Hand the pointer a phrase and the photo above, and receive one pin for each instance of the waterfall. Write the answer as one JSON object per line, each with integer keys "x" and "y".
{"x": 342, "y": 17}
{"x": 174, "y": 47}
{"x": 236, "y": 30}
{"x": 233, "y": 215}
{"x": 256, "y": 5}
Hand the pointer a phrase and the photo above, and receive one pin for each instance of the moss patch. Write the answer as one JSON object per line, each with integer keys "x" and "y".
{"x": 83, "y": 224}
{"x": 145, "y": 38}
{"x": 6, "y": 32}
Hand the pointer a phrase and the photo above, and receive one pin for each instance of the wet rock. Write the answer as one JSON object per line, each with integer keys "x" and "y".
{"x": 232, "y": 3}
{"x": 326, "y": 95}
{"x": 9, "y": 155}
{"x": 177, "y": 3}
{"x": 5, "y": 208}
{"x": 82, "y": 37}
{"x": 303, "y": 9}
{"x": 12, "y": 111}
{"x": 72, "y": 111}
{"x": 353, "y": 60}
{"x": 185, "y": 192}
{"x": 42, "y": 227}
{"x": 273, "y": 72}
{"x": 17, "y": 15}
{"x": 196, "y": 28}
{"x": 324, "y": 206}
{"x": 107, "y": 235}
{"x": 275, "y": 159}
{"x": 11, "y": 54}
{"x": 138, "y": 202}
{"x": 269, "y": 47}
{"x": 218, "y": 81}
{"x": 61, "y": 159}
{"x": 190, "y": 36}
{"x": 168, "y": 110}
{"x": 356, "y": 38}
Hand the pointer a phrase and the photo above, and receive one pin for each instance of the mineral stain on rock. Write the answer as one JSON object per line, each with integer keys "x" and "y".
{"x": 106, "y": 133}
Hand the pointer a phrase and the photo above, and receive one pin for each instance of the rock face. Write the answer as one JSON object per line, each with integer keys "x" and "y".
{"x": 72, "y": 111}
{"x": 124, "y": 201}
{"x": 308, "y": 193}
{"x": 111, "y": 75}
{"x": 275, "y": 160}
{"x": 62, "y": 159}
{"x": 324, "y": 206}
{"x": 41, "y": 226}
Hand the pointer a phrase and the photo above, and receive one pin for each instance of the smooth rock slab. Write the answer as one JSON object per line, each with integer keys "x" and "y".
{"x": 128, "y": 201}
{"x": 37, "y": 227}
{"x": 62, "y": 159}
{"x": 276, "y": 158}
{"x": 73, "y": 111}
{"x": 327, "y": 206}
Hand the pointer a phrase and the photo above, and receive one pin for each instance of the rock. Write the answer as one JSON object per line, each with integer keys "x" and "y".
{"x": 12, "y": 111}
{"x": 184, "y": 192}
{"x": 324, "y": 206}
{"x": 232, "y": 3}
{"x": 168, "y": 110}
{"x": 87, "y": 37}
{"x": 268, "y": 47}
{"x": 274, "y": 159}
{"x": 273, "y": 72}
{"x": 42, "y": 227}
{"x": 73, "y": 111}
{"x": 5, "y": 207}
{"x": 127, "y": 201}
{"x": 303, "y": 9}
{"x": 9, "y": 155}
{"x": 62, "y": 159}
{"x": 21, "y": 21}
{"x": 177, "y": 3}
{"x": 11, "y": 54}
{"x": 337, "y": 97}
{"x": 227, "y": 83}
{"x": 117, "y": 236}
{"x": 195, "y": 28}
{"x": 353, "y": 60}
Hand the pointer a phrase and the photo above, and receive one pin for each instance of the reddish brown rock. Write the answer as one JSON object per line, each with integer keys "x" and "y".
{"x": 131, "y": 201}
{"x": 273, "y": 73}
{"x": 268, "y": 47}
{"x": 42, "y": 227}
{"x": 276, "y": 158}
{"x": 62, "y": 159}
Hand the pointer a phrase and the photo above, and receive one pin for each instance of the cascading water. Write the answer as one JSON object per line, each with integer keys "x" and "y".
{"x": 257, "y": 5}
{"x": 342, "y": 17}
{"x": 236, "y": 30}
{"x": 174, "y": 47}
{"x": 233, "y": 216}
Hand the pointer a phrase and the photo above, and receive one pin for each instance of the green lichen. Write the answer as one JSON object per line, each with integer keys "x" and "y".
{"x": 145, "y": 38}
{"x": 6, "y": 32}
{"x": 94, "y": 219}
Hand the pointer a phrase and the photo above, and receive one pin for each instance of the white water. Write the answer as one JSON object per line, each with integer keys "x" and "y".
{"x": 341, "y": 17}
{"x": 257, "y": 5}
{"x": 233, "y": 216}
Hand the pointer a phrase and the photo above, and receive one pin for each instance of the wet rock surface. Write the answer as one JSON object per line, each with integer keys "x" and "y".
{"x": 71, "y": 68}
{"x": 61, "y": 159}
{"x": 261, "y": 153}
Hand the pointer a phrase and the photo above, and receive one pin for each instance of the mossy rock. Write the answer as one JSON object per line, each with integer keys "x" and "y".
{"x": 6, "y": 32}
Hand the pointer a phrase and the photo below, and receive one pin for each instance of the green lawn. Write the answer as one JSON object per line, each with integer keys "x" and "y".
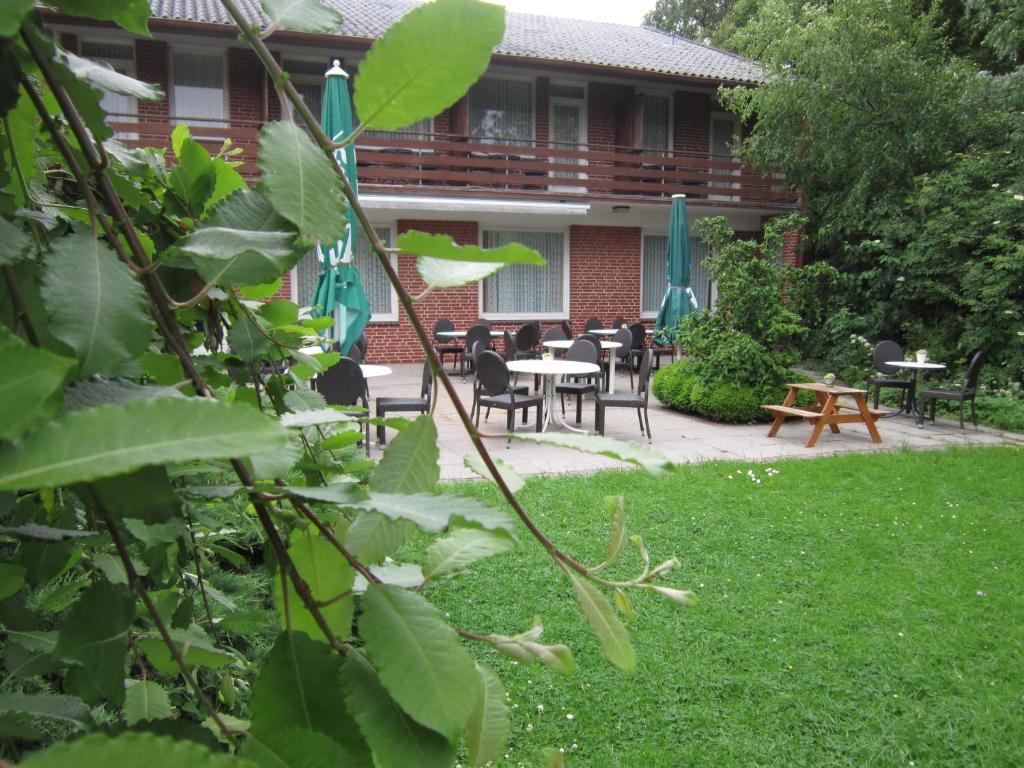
{"x": 855, "y": 610}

━━━

Instructions for the task - Copy the entire listing above word for word, leaving out the picture.

In response -
Hand the pointer a phrase and the photo above, and receive one pin for each instance of the waterfall. Write the answer as one JSON object per line, each with integer keys "x" and "y".
{"x": 342, "y": 17}
{"x": 174, "y": 47}
{"x": 236, "y": 30}
{"x": 233, "y": 215}
{"x": 256, "y": 5}
Hand the pointer a phrase and the photo above, and receive one pin for each instance of the moss patch. Write the answer as one JSON object per line, each with integer keys "x" and "y".
{"x": 83, "y": 224}
{"x": 145, "y": 38}
{"x": 6, "y": 32}
Hand the pointer a phrase and the photo above, and receive one pin for each instance of the wet rock. Write the answer as one JSON object per line, each with integer keys "x" and "y".
{"x": 232, "y": 3}
{"x": 326, "y": 95}
{"x": 9, "y": 155}
{"x": 177, "y": 3}
{"x": 5, "y": 208}
{"x": 82, "y": 37}
{"x": 303, "y": 9}
{"x": 12, "y": 111}
{"x": 72, "y": 111}
{"x": 353, "y": 60}
{"x": 185, "y": 192}
{"x": 42, "y": 227}
{"x": 273, "y": 72}
{"x": 17, "y": 15}
{"x": 196, "y": 28}
{"x": 324, "y": 206}
{"x": 107, "y": 235}
{"x": 275, "y": 159}
{"x": 11, "y": 54}
{"x": 138, "y": 202}
{"x": 269, "y": 47}
{"x": 218, "y": 81}
{"x": 61, "y": 159}
{"x": 190, "y": 36}
{"x": 168, "y": 110}
{"x": 356, "y": 38}
Hand the pointer a phrase and the photo above, and receive one pin for each instance of the mineral stain on rock. Write the answer as one JSON object per line, each with integer keys "x" and "y".
{"x": 106, "y": 133}
Hand the pointer a phrase and the photo above, and receive one pin for each instance of the rock face. Write the answer as one JSON object per line, each with integer keys "x" and "y".
{"x": 72, "y": 111}
{"x": 124, "y": 201}
{"x": 308, "y": 193}
{"x": 111, "y": 75}
{"x": 275, "y": 160}
{"x": 62, "y": 159}
{"x": 324, "y": 206}
{"x": 41, "y": 226}
Hand the pointer a phrase and the photo above, and receive one pin for each instance of the smooth rock slab. Write the answer as one JSON object per line, each with integer keys "x" and "y".
{"x": 128, "y": 201}
{"x": 37, "y": 227}
{"x": 62, "y": 159}
{"x": 276, "y": 158}
{"x": 73, "y": 111}
{"x": 327, "y": 206}
Hand the pointer a phrase and the photo above, and receive one pin for each instance of the rock. Write the answer as one JSON object per line, each with integer keys "x" and "y".
{"x": 12, "y": 111}
{"x": 184, "y": 192}
{"x": 324, "y": 206}
{"x": 232, "y": 3}
{"x": 168, "y": 110}
{"x": 87, "y": 37}
{"x": 268, "y": 47}
{"x": 274, "y": 159}
{"x": 273, "y": 72}
{"x": 42, "y": 227}
{"x": 73, "y": 111}
{"x": 5, "y": 207}
{"x": 127, "y": 201}
{"x": 303, "y": 9}
{"x": 9, "y": 155}
{"x": 62, "y": 159}
{"x": 21, "y": 21}
{"x": 177, "y": 3}
{"x": 11, "y": 54}
{"x": 337, "y": 97}
{"x": 227, "y": 83}
{"x": 117, "y": 236}
{"x": 195, "y": 28}
{"x": 353, "y": 60}
Hand the pointer a phrase and the photo above, and receive one pin for each instance of the reddish brown rock. Write the answer as one JSON object per line, each with integer keys "x" and "y".
{"x": 131, "y": 201}
{"x": 273, "y": 73}
{"x": 268, "y": 47}
{"x": 42, "y": 227}
{"x": 276, "y": 158}
{"x": 62, "y": 159}
Hand the pointer a phrase and the photo above, and receive one pin for each instance of the cascading water. Write the answer as one JSON object per line, each with integer keys "x" and "y".
{"x": 257, "y": 5}
{"x": 342, "y": 17}
{"x": 236, "y": 30}
{"x": 174, "y": 47}
{"x": 233, "y": 216}
Hand the pointer a phrase and the photo above, and receive one pin for each instance of the green lichen. Write the answer as one JSON object per line, each with integer keys "x" and "y".
{"x": 145, "y": 38}
{"x": 6, "y": 32}
{"x": 94, "y": 219}
Hand the pointer a phrase and the photo above, and receive one pin for each instance of the white water. Write the answer as one JSON object per line, each with integer keys "x" and "y".
{"x": 341, "y": 17}
{"x": 257, "y": 5}
{"x": 233, "y": 216}
Hand the pointer a phrase and the photo above, and receive one pin for each instance of the wet rock surface. Write the answer as one JSON object per line, each with integer keys "x" and "y".
{"x": 71, "y": 68}
{"x": 61, "y": 159}
{"x": 261, "y": 153}
Hand the pointer a phrase and the photo above, and receive one pin for each instance of the mossy rock. Write the answer as one JSON object per line, each with integer keys "x" and "y".
{"x": 6, "y": 32}
Hand the pointer a phrase and the photo below, and receive one pin for each instance of the green lawn. Write the answer as one JSON object per line, each with integer keys "x" and "y".
{"x": 855, "y": 610}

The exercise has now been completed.